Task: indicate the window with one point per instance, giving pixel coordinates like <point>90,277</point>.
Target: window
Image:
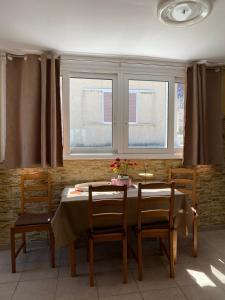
<point>150,126</point>
<point>114,109</point>
<point>90,114</point>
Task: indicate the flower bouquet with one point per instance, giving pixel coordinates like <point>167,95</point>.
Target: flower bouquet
<point>121,167</point>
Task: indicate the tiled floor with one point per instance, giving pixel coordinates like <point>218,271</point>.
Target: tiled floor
<point>196,278</point>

·····

Exercise
Copy the records above line for line, without any changes, leaving out the pictures.

Exercise answer
Task: indicate the window with one point per instance, giving pixel coordinates like <point>90,277</point>.
Target: window
Image:
<point>150,126</point>
<point>114,109</point>
<point>90,114</point>
Task: indicate the flower bouquet with one point per instance, giving pixel coordinates like <point>167,95</point>.
Target: flower bouquet
<point>121,167</point>
Task: indicate the tiled floor with one point per instance, giving pixel coordinates like <point>218,271</point>.
Target: tiled floor
<point>196,278</point>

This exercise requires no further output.